Task statement: Turn every line of the material below into a JSON list of strings, with one string per line and no blank lines.

Collected data
━━━━━━

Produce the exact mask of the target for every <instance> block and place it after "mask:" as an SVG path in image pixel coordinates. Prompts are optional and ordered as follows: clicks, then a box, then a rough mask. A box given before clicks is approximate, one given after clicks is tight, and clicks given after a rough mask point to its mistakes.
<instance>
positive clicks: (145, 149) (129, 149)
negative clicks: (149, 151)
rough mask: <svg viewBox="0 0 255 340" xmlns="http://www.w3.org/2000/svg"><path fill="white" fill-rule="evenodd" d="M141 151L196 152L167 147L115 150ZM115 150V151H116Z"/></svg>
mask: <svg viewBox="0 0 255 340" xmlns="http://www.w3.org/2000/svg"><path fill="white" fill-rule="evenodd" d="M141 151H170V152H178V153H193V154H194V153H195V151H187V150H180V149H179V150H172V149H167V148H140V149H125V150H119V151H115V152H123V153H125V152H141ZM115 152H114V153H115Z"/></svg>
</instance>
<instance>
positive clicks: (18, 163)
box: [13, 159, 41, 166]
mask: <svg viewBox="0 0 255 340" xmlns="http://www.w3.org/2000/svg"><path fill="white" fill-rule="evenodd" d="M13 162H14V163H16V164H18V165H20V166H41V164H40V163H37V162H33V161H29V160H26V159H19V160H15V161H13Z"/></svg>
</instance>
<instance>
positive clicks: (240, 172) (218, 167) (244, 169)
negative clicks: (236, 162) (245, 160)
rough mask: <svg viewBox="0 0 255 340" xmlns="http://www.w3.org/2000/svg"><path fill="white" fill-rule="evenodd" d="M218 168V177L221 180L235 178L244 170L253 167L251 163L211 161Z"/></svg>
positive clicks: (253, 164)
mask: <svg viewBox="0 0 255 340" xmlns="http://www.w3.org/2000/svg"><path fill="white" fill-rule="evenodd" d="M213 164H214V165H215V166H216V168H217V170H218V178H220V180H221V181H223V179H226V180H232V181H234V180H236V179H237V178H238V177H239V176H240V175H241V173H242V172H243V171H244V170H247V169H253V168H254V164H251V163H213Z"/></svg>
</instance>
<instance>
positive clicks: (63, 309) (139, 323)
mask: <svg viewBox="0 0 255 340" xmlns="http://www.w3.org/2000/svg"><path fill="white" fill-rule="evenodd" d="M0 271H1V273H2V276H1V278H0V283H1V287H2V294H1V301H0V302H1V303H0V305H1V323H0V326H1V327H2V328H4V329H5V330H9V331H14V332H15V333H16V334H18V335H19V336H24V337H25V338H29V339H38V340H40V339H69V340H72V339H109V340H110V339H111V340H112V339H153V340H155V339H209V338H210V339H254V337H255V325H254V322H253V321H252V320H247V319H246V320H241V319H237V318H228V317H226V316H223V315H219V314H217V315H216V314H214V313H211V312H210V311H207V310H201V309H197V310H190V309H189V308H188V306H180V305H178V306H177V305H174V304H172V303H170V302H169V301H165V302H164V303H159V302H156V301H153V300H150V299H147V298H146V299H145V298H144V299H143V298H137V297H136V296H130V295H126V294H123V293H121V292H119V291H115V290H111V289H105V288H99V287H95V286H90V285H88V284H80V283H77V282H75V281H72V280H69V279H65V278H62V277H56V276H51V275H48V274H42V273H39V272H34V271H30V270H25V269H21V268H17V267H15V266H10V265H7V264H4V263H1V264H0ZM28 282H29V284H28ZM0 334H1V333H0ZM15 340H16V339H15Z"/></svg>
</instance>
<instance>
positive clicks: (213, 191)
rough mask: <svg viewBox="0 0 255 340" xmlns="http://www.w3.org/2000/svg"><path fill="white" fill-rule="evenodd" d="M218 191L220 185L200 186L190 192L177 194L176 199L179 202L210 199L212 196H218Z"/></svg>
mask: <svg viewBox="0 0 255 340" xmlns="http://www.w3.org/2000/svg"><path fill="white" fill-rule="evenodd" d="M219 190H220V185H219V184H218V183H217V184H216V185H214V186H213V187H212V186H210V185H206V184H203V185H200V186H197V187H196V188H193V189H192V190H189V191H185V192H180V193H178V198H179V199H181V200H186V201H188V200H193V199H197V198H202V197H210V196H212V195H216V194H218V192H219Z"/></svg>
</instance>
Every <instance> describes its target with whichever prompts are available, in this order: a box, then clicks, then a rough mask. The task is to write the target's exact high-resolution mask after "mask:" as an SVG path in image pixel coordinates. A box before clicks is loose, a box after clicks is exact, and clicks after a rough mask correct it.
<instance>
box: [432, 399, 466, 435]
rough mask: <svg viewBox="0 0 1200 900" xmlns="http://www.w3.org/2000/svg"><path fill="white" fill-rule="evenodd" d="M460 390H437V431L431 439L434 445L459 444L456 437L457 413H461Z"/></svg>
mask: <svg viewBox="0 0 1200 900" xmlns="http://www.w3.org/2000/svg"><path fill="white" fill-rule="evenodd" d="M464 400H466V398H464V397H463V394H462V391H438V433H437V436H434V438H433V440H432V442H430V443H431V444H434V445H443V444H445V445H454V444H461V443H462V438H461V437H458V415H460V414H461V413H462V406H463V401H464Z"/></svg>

━━━━━━

Task result:
[
  "Produce the exact mask of the target for every <instance> block and place it after \"mask:\" as an SVG path in image pixel coordinates. Prompts are optional and ordered as follows: clicks, then a box, then a rough mask. A box given before clicks is approximate, one given after clicks is tight, and clicks given after a rough mask point to its mistakes.",
  "<instance>",
  "positive clicks: (145, 149) (129, 149)",
  "negative clicks: (149, 151)",
  "rough mask: <svg viewBox=\"0 0 255 340\" xmlns=\"http://www.w3.org/2000/svg\"><path fill=\"white\" fill-rule=\"evenodd\" d=\"M141 151L196 152L167 147L115 150ZM115 150V151H116Z\"/></svg>",
  "mask: <svg viewBox=\"0 0 255 340\" xmlns=\"http://www.w3.org/2000/svg\"><path fill=\"white\" fill-rule=\"evenodd\" d=\"M141 151H170V152H178V153H193V154H194V153H195V151H187V150H180V149H179V150H172V149H167V148H140V149H125V150H119V151H115V152H123V153H125V152H141ZM115 152H114V153H115Z\"/></svg>",
  "</instance>",
  "<instance>",
  "positive clicks: (18, 163)",
  "box: [13, 159, 41, 166]",
  "mask: <svg viewBox=\"0 0 255 340\" xmlns=\"http://www.w3.org/2000/svg\"><path fill=\"white\" fill-rule=\"evenodd\" d=\"M13 162H14V163H16V164H18V165H20V166H41V164H40V163H37V162H33V161H29V160H26V159H19V160H15V161H13Z\"/></svg>",
  "</instance>",
  "<instance>",
  "positive clicks: (240, 172) (218, 167) (244, 169)",
  "negative clicks: (236, 162) (245, 160)",
  "rough mask: <svg viewBox=\"0 0 255 340\" xmlns=\"http://www.w3.org/2000/svg\"><path fill=\"white\" fill-rule=\"evenodd\" d=\"M218 168V177L221 180L235 178L244 170L253 167L251 163L211 161Z\"/></svg>",
  "positive clicks: (253, 164)",
  "mask: <svg viewBox=\"0 0 255 340\" xmlns=\"http://www.w3.org/2000/svg\"><path fill=\"white\" fill-rule=\"evenodd\" d=\"M213 164H214V165H215V166H216V168H217V170H218V178H220V180H221V181H223V179H226V180H232V181H234V180H236V179H237V178H238V177H239V176H240V175H241V173H242V172H243V171H244V170H247V169H253V168H254V164H251V163H213Z\"/></svg>",
  "</instance>",
  "<instance>",
  "positive clicks: (63, 309) (139, 323)",
  "mask: <svg viewBox=\"0 0 255 340\" xmlns=\"http://www.w3.org/2000/svg\"><path fill=\"white\" fill-rule=\"evenodd\" d=\"M0 271H1V273H2V276H1V278H0V283H1V287H2V294H1V301H0V302H1V303H0V305H1V323H0V326H1V327H2V328H4V329H5V330H9V331H14V332H15V333H16V334H18V335H19V336H24V337H25V338H29V339H38V340H40V339H69V340H72V339H109V340H110V339H111V340H112V339H153V340H155V339H209V338H210V339H254V337H255V325H254V322H253V321H252V320H247V319H246V320H241V319H237V318H228V317H226V316H223V315H219V314H217V315H216V314H214V313H211V312H210V311H207V310H201V309H197V310H190V309H189V308H188V306H180V305H178V306H177V305H174V304H172V303H170V302H169V301H165V302H164V303H159V302H156V301H153V300H150V299H147V298H146V299H145V298H144V299H143V298H137V297H136V296H130V295H126V294H123V293H121V292H119V291H115V290H111V289H105V288H99V287H95V286H90V285H88V284H80V283H77V282H75V281H72V280H69V279H65V278H62V277H56V276H51V275H48V274H42V273H39V272H34V271H30V270H25V269H21V268H17V267H15V266H10V265H7V264H4V263H1V264H0ZM28 282H29V284H28ZM0 334H1V333H0ZM15 340H16V339H15Z\"/></svg>",
  "</instance>",
  "<instance>",
  "positive clicks: (213, 191)",
  "rough mask: <svg viewBox=\"0 0 255 340\" xmlns=\"http://www.w3.org/2000/svg\"><path fill=\"white\" fill-rule=\"evenodd\" d=\"M218 191L220 185L200 186L190 192L177 194L176 199L179 202L210 199L212 196H218Z\"/></svg>",
  "mask: <svg viewBox=\"0 0 255 340\" xmlns=\"http://www.w3.org/2000/svg\"><path fill=\"white\" fill-rule=\"evenodd\" d=\"M219 190H220V185H219V184H218V183H217V184H216V185H214V186H213V187H212V186H210V185H206V184H203V185H200V186H197V187H196V188H193V189H192V190H189V191H185V192H180V193H178V198H179V199H181V200H186V201H188V200H193V199H197V198H202V197H210V196H212V195H216V194H218V192H219Z\"/></svg>",
  "</instance>",
  "Every <instance> describes its target with whichever prompts are available, in this order: a box, then clicks, then a rough mask. The task is to write the target's exact high-resolution mask after \"mask:\" as an SVG path in image pixel coordinates. A box before clicks is loose, a box after clicks is exact, and clicks after a rough mask correct it.",
  "<instance>",
  "box: [432, 399, 466, 435]",
  "rough mask: <svg viewBox=\"0 0 1200 900\" xmlns=\"http://www.w3.org/2000/svg\"><path fill=\"white\" fill-rule=\"evenodd\" d=\"M460 390H437V431L431 439L434 445L459 444L456 437L457 413H461Z\"/></svg>",
  "mask: <svg viewBox=\"0 0 1200 900\" xmlns=\"http://www.w3.org/2000/svg\"><path fill=\"white\" fill-rule=\"evenodd\" d=\"M464 400H466V398H464V397H463V394H462V391H438V433H437V436H434V438H433V440H432V442H430V443H431V444H434V445H443V444H445V445H454V444H461V443H462V438H461V437H458V415H460V414H461V413H462V406H463V401H464Z\"/></svg>"
]